:: Excerpted passage ::
::::::::::

By the end of the year, you may be able to choose a dentist in Washington the same way you look for a supermarket special - by sitting through the newspaper ads.

The city's corporation counsel has ruled that a U.S. Supreme Court decision allowing advertising by lawyers applies to dentists as well, ending the traditional prohibition here on dental advertising.

In a memorandum to Dr. Montague Cashman, secretary of the D.C. Board of Dental Examiniers, Acting Corporation Counsel Louis P. Robbins has held that most of the antiadvertising provisions of the city's Dental Practice Act may no longer be enforced.

"There can be no serious question, as the professional dental societies have apparently recognized," wrote Robbins, "that the rationale expressed by the court . . . would apply to the dental profession."

Cashman said members of the board, which licenses dentists and regulates the practice of dentisty in the District, want to "control the men who (are) planning to advertise to keep it modest and tasteful.

"We hope we can keep the people who do advertise, and there are very few so far" - he estimates about four dentists have begun advertising - from advertising on radio or television, or from having great big ads," Cashman continued.

"Advertising in any form was against the code of ethics," he said. "We just felt that dentists should earn their livings on the basis of their reputation, and shouldn't seek out patients by any advertising whatsoever. That's the way it's been for 30 to 40 years, but the Supreme Court's thrown that out."

Proposed regulations printed in the D.C. Register, would still prohibit advertising on radio and television and any advertising that uses "showmanship, puffery, self-laudation or hucksterism, including the use of slogans, jingles, garish displays or sensational language."

The new rules also forbid promises of superior service or painless dental work, testimonials, or data about past successes or performance.

Advertising that is intended or "is reasonably likely to create unjustified expection in the mind of the layman" would also be prohibited.

Dentists would be allowed to advertise prices, services and the "availability of credit arrangements."

In is memo to the board, Robbins said he believes there will be some criticism of the proposed ban on television and radio advertising, because "many professional groups, including the D.C. Bar, have decided to permit use of electronic media."

::::::::::

:: Study material ::

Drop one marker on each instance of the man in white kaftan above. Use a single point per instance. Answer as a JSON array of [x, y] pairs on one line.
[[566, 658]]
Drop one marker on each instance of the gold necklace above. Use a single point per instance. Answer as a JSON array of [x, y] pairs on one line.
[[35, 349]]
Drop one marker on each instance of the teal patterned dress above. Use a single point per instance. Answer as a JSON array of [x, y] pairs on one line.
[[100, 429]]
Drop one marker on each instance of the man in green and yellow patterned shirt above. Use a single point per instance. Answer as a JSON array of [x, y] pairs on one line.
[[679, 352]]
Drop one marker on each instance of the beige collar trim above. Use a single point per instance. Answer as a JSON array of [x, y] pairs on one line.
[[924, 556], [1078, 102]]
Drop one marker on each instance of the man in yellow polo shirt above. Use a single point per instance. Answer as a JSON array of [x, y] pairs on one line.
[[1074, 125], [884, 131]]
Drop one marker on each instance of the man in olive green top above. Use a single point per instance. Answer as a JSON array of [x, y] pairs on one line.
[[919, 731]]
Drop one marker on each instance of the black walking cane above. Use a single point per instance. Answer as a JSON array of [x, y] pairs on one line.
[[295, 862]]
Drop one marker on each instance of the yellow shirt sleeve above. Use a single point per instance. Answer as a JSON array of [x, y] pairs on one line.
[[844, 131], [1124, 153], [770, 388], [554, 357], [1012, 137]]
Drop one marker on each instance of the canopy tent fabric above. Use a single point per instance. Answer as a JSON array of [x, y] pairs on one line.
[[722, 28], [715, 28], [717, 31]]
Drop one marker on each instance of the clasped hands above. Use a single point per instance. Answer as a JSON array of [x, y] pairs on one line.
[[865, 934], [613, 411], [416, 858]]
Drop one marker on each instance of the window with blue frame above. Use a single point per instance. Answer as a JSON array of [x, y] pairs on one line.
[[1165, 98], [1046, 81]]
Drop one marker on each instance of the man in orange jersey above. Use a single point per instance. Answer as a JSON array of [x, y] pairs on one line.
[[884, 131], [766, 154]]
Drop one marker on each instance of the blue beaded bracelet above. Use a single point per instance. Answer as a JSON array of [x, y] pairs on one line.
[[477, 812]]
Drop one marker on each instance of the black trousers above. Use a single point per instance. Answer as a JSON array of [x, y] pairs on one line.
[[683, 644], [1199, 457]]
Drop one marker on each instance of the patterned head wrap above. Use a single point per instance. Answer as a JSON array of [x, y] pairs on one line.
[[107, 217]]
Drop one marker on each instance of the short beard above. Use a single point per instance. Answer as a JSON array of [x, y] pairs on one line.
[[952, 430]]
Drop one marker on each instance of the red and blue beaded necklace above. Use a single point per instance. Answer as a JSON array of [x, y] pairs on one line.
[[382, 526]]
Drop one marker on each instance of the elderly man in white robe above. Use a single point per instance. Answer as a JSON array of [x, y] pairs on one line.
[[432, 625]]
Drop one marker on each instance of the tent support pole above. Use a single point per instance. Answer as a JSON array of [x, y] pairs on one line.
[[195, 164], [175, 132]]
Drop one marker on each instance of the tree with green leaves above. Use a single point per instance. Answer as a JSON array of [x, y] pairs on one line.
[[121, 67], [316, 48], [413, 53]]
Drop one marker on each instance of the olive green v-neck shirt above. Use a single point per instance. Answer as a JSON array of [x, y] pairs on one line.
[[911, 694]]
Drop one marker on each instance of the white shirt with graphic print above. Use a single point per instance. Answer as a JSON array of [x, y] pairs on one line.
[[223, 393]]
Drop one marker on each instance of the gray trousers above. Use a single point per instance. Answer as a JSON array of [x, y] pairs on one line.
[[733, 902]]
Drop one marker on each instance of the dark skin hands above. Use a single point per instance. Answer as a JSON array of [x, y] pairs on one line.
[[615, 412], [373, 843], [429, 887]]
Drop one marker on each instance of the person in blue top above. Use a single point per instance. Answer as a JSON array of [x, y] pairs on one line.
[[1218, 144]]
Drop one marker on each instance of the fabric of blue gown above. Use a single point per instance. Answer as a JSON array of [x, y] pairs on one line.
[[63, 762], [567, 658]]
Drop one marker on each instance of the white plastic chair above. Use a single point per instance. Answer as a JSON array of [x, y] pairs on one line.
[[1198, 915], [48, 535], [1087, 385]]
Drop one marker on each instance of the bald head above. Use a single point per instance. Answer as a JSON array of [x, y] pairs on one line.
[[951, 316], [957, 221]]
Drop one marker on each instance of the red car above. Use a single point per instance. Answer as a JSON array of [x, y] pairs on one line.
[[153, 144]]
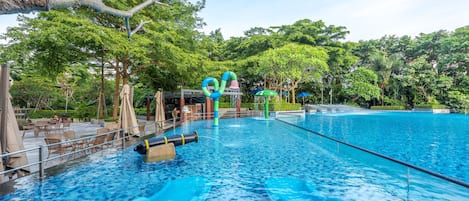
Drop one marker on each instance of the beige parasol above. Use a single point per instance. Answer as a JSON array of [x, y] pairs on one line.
[[159, 111], [11, 134], [128, 120]]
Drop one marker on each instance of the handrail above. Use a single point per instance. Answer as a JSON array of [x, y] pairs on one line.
[[40, 162], [175, 122], [452, 180]]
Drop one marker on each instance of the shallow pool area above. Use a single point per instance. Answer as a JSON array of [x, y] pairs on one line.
[[437, 142], [239, 160]]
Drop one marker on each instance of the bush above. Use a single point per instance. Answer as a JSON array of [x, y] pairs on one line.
[[388, 107], [430, 106]]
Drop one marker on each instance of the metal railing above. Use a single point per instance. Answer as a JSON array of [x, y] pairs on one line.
[[413, 176], [149, 129]]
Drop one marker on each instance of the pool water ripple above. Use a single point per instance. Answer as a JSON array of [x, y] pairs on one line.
[[237, 161]]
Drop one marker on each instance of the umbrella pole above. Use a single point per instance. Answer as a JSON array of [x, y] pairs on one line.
[[3, 98]]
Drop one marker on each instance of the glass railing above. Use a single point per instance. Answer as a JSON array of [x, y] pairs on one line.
[[405, 181]]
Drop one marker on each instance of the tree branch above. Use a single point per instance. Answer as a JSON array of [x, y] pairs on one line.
[[139, 27], [26, 6]]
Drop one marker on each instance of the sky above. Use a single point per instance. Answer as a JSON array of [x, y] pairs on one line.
[[365, 19]]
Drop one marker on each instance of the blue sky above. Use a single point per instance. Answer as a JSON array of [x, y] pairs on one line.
[[365, 19]]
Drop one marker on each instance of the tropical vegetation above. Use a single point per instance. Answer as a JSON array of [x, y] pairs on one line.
[[79, 59]]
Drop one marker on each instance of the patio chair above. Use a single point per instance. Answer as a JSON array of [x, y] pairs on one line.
[[66, 125], [70, 135], [98, 142], [55, 144]]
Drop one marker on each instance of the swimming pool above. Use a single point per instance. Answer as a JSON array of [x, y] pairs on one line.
[[238, 159], [437, 142]]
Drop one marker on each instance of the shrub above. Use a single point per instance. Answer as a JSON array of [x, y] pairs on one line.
[[388, 107], [430, 106]]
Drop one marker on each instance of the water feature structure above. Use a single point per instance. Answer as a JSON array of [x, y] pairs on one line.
[[218, 89]]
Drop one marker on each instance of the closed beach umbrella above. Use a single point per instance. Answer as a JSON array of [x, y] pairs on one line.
[[159, 113], [266, 94], [128, 120], [10, 133], [303, 95]]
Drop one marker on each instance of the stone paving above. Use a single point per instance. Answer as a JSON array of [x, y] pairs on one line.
[[30, 141]]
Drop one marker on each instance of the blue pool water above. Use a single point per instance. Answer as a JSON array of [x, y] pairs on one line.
[[438, 142], [237, 159]]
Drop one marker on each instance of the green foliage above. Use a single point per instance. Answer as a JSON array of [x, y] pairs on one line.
[[430, 106], [142, 111], [362, 84], [388, 107], [55, 50]]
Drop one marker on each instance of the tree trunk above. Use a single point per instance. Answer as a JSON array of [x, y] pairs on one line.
[[382, 94], [27, 6], [115, 101], [101, 92], [20, 6]]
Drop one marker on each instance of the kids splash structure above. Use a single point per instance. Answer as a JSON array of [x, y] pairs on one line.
[[218, 90]]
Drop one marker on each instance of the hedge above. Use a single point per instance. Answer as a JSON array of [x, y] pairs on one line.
[[388, 107], [430, 106]]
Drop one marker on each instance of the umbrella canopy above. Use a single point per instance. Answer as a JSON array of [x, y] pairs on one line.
[[303, 94], [127, 118], [266, 93], [11, 138], [159, 111]]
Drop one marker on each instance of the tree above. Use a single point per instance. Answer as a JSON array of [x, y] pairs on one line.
[[362, 83], [293, 62]]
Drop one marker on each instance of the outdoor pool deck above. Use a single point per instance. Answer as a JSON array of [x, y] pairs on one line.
[[30, 141]]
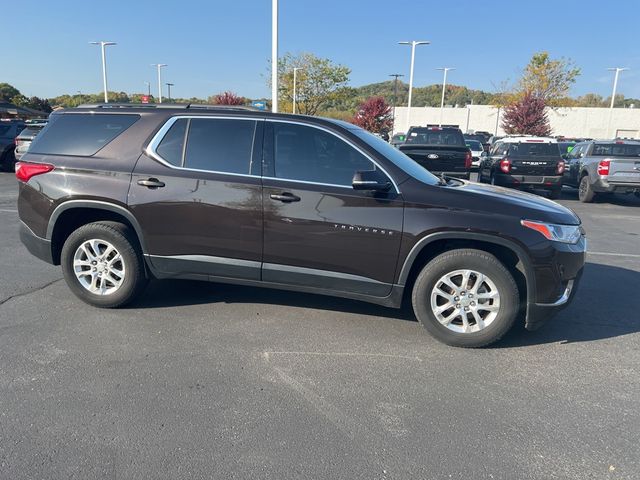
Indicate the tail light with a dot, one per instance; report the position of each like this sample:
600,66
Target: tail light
603,167
468,159
26,170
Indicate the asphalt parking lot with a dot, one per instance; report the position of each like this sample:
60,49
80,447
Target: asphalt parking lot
212,381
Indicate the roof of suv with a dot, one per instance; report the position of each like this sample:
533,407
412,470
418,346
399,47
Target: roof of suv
525,139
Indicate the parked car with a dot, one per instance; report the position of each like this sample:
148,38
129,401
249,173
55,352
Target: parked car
524,162
599,167
441,150
237,195
24,139
476,150
9,130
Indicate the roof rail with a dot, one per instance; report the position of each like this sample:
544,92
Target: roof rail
168,105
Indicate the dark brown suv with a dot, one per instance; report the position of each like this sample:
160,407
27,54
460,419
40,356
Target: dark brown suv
119,194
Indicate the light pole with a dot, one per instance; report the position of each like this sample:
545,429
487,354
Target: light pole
159,66
395,98
295,73
613,94
413,44
104,66
444,87
274,56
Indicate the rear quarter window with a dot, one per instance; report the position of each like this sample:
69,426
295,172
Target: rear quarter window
80,134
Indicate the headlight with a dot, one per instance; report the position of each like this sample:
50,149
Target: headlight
554,232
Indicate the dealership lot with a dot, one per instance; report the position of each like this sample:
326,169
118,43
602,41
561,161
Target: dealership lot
200,380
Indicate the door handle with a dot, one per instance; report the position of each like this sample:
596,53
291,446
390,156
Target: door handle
285,197
151,183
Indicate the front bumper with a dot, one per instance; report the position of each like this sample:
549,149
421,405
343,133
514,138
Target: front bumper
37,246
534,181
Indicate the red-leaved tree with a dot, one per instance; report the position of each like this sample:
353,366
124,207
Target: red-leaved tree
228,98
526,116
374,115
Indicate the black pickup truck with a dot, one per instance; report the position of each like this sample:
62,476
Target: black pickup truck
441,150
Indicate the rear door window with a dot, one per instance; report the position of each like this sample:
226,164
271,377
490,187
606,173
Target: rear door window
220,145
80,134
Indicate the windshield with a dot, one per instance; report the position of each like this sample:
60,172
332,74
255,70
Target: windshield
473,144
533,149
395,156
428,136
616,150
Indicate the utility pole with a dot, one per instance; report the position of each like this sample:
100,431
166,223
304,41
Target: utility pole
104,66
274,56
413,44
295,73
159,66
444,87
395,98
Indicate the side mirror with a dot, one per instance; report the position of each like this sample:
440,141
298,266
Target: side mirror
369,180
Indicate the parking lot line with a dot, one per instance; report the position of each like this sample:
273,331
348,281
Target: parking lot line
610,254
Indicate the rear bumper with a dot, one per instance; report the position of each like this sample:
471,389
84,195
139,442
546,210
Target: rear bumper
540,181
604,186
37,246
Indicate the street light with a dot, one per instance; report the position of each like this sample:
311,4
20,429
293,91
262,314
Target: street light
274,56
444,86
613,94
104,66
159,66
395,96
413,44
295,73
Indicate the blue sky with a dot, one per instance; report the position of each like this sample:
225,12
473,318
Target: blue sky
211,46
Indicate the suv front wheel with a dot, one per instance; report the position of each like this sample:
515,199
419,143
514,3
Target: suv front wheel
466,298
102,264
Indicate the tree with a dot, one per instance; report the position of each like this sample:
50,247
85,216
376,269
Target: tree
374,115
8,92
526,116
319,82
227,98
547,79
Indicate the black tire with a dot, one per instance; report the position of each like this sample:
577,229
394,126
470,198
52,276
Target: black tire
478,261
554,193
125,243
586,194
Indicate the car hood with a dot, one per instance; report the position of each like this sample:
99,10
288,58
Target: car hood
489,199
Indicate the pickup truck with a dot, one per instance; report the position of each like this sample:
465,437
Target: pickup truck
441,150
600,167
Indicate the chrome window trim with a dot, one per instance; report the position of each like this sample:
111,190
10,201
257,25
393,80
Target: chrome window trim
150,150
346,140
160,134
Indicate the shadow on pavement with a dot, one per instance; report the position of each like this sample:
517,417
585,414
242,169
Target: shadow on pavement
606,305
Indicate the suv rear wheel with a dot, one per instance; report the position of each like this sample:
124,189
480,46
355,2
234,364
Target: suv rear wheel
466,298
102,264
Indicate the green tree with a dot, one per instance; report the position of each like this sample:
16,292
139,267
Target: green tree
8,92
319,83
548,79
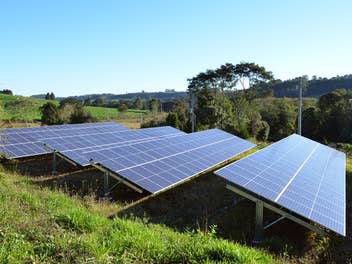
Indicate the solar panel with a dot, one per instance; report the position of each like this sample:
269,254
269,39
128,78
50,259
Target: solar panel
76,147
159,164
22,142
299,174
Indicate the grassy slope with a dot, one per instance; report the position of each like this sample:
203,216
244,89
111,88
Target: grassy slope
20,108
103,112
27,109
39,225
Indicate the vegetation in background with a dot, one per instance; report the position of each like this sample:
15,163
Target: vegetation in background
20,108
69,111
50,96
6,91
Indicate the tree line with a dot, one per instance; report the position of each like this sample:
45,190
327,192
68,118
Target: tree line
253,112
314,87
69,111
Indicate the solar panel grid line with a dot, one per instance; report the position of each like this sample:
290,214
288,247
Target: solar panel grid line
308,208
186,169
57,127
317,191
83,160
113,145
319,186
16,144
202,171
269,167
169,156
296,173
252,154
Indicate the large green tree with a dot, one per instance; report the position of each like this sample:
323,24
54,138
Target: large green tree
210,90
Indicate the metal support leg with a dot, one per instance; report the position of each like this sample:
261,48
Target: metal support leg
54,171
259,230
106,183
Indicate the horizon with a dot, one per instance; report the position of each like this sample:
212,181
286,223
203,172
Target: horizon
91,47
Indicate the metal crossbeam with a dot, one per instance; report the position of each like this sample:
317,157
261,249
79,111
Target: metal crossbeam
117,178
259,214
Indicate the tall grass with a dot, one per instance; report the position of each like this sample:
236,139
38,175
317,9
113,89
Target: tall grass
40,225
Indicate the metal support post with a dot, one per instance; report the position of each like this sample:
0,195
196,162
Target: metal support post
106,183
54,171
299,121
259,230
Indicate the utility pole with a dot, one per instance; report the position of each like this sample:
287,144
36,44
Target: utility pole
191,111
299,121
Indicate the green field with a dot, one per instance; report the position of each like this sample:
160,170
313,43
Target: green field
20,108
109,113
27,109
38,225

::::::::::

:: Study questions ::
1. In the article on dental advertising in Washington, substitute "grocery sale" for "supermarket special" and give the part starting with "By the end of" and going on through "longer be enforced.".
2. According to the article on dental advertising in Washington, about how many dentists does Cashman estimate have begun advertising?
The records have no connection to the text.

:: Numbered responses ::
1.
By the end of the year, you may be able to choose a dentist in Washington the same way you look for a grocery sale - by sitting through the newspaper ads.

The city's corporation counsel has ruled that a U.S. Supreme Court decision allowing advertising by lawyers applies to dentists as well, ending the traditional prohibition here on dental advertising.

In a memorandum to Dr. Montague Cashman, secretary of the D.C. Board of Dental Examiniers, Acting Corporation Counsel Louis P. Robbins has held that most of the antiadvertising provisions of the city's Dental Practice Act may no longer be enforced.

2. About four.